:: WHAT YOU HAVE TO DO ::
Go through the whole listing below and change each "innermost point" to "most central point", leaving every other word and mark as it is. Don't include the pictures in your copy.

:: ENTRIES ::
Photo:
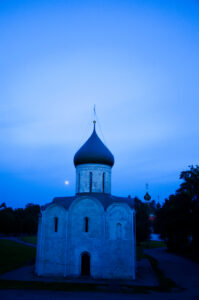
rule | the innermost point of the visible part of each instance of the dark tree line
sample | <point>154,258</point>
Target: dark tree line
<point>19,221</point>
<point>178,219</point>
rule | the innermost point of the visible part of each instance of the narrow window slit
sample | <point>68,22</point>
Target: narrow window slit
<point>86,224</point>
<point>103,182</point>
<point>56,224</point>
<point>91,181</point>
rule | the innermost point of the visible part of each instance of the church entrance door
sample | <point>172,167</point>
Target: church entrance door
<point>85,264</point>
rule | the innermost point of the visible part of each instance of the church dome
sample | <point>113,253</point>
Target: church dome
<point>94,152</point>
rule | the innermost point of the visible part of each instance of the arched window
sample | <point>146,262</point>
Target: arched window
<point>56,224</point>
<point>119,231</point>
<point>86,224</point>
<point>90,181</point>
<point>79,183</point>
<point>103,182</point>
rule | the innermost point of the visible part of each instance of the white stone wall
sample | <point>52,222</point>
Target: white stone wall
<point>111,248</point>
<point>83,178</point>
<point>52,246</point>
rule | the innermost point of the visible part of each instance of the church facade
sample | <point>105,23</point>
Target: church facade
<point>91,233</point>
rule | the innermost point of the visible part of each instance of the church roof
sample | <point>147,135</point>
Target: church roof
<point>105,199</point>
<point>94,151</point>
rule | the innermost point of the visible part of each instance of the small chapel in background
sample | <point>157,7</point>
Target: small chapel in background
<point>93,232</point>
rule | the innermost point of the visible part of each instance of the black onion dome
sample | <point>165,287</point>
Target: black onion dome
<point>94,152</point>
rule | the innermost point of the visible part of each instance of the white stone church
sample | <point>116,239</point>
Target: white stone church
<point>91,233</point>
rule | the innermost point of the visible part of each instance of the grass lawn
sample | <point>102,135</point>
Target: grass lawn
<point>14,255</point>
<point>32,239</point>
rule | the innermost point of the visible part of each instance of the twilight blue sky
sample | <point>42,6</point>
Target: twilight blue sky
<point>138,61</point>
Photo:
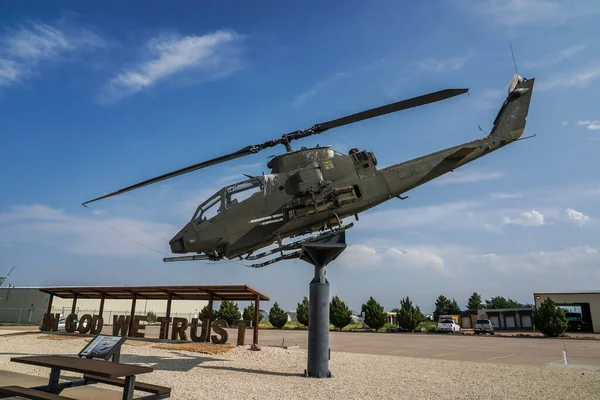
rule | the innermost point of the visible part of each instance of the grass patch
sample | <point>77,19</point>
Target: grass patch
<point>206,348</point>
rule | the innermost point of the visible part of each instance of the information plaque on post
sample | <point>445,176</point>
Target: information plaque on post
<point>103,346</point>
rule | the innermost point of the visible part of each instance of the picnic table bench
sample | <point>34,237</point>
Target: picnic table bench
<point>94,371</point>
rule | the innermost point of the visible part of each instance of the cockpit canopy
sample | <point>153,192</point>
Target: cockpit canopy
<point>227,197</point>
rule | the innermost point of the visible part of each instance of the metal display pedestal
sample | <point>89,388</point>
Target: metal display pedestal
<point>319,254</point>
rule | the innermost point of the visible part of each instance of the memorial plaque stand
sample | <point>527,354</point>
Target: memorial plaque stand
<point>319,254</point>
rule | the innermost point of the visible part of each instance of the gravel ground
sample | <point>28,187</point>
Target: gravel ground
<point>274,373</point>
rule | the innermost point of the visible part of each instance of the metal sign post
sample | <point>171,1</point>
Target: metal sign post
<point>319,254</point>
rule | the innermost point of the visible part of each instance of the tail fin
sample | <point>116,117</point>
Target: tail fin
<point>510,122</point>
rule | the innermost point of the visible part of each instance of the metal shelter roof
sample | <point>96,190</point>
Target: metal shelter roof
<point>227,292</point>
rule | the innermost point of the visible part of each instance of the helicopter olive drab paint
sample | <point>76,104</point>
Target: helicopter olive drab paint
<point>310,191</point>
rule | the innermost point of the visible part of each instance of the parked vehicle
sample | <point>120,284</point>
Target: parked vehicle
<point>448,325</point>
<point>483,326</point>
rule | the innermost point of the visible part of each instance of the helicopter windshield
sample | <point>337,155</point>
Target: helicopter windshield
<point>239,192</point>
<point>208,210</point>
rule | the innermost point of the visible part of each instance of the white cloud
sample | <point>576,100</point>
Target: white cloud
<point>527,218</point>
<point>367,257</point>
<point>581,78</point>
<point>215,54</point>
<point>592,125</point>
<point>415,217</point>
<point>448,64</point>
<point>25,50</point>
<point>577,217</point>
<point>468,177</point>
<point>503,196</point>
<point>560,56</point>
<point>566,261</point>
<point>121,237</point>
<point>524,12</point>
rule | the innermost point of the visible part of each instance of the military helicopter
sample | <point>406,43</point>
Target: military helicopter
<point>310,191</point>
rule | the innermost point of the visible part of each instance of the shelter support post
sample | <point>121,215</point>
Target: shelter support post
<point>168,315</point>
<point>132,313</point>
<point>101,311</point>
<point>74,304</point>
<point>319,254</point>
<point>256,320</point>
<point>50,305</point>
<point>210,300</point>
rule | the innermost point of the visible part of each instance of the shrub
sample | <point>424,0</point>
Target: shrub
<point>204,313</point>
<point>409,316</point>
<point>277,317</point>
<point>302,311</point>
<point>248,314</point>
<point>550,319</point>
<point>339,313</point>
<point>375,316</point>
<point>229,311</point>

:: FULL RESPONSE ::
Photo:
rule | the most central point of the visible part of each instance of the dark tree line
sample | <point>154,258</point>
Target: dark tree line
<point>19,221</point>
<point>178,219</point>
rule | the most central point of the visible part of each instance of the narrow window slit
sample | <point>68,22</point>
Target: narrow window slit
<point>86,224</point>
<point>103,182</point>
<point>56,224</point>
<point>91,181</point>
rule | the most central point of the visible part of each instance of the church entrance door
sample | <point>172,167</point>
Target: church entrance door
<point>85,264</point>
rule | the most central point of the visible part of each instance of the church dome
sample | <point>113,253</point>
Target: church dome
<point>94,152</point>
rule | the most central point of the visible part of each instance of the arched window
sample | <point>146,262</point>
Target: arched window
<point>56,224</point>
<point>119,231</point>
<point>86,224</point>
<point>90,181</point>
<point>79,183</point>
<point>103,182</point>
rule | the most central point of the visible part of each instance of the white stone wall
sample | <point>52,222</point>
Target: white stone wall
<point>111,248</point>
<point>83,178</point>
<point>52,246</point>
rule | the most central point of the visible part of each instance of the church facade
sample | <point>105,23</point>
Target: church facade
<point>91,233</point>
rule | the most central point of the visible part of each instance of the church roof
sample | <point>147,135</point>
Target: church roof
<point>105,199</point>
<point>94,151</point>
rule | the most central point of the visible part of each instance of the small chapel in background
sample | <point>157,7</point>
Target: small chapel in background
<point>93,232</point>
rule | the most central point of the visible part of each instance of the black onion dome
sample | <point>165,287</point>
Target: black onion dome
<point>94,152</point>
rule | the most central point of the visible part of each instance of the white stone church
sample | <point>116,239</point>
Target: white stone church
<point>91,233</point>
rule | the most central point of the visible part of each instance of the grass lawn
sample | <point>102,135</point>
Target: grass lawn
<point>14,255</point>
<point>32,239</point>
rule | the most central point of the visible part of each instance of the twilight blue sky
sample | <point>42,6</point>
Target: twilight blue sky
<point>138,61</point>
Photo:
rule | the most central point of the visible part of each instance of the grass patch
sample | <point>77,19</point>
Target: grass patch
<point>206,348</point>
rule | the most central point of the visible part of each instance of the information plaque on post
sample | <point>445,176</point>
Target: information plaque on post
<point>103,346</point>
rule | the most central point of the visible part of each instance of the picnic table bench
sample | <point>34,237</point>
Target: picnic table bench
<point>94,371</point>
rule | the most central point of the visible part of each instance of the cockpit canopy
sample | <point>153,192</point>
Target: cockpit canopy
<point>227,197</point>
rule | the most central point of the visible part of each instance of the metal display pedestal
sample | <point>89,388</point>
Target: metal display pedestal
<point>319,254</point>
rule | the most central point of the visible part of each instance of the memorial plaque stand
sample | <point>527,354</point>
Target: memorial plaque stand
<point>319,254</point>
rule | the most central point of the visible part of each instance of the gravel ground
sample | <point>28,187</point>
Target: gravel ground
<point>274,373</point>
rule | the most central point of the visible part of each instance of the metal sign post
sample | <point>171,1</point>
Target: metal sign post
<point>319,254</point>
rule | the most central point of the visible part of each instance of the tail fin
sample | <point>116,117</point>
Target: tail fin
<point>510,122</point>
rule | the most central point of the visible part of each instance of the metal shelter roof
sample | <point>96,190</point>
Target: metal shelter roof
<point>227,292</point>
rule | the most central point of the visible part of each instance of the helicopter olive drab paint
sample | <point>76,104</point>
Target: helicopter olive drab paint
<point>310,191</point>
rule | the most central point of the visible part of each instance of the parked vehicle
sample | <point>120,284</point>
Target: parked vehicle
<point>448,325</point>
<point>483,326</point>
rule | the most central point of the visible part of each instance of the helicopter windshield
sample | <point>337,155</point>
Target: helicopter windshield
<point>239,192</point>
<point>208,210</point>
rule | the most central point of the visible part of each instance of the white cloud
sample | <point>576,100</point>
Target: white cloud
<point>527,218</point>
<point>367,257</point>
<point>581,78</point>
<point>215,54</point>
<point>592,125</point>
<point>415,217</point>
<point>448,64</point>
<point>25,50</point>
<point>577,217</point>
<point>468,177</point>
<point>503,196</point>
<point>560,56</point>
<point>566,261</point>
<point>121,237</point>
<point>524,12</point>
rule | the most central point of the visible part of each instance of the military helicopter
sample | <point>406,43</point>
Target: military helicopter
<point>310,191</point>
rule | the most central point of the visible part of each instance of the shelter support post
sample | <point>121,215</point>
Target: shelter support post
<point>168,315</point>
<point>132,313</point>
<point>101,311</point>
<point>74,304</point>
<point>319,254</point>
<point>256,320</point>
<point>50,305</point>
<point>210,300</point>
rule | the most central point of the visible part of each instance of the shrub
sample | <point>424,0</point>
Target: shrub
<point>204,313</point>
<point>409,316</point>
<point>277,317</point>
<point>302,311</point>
<point>248,314</point>
<point>550,319</point>
<point>339,313</point>
<point>375,316</point>
<point>229,311</point>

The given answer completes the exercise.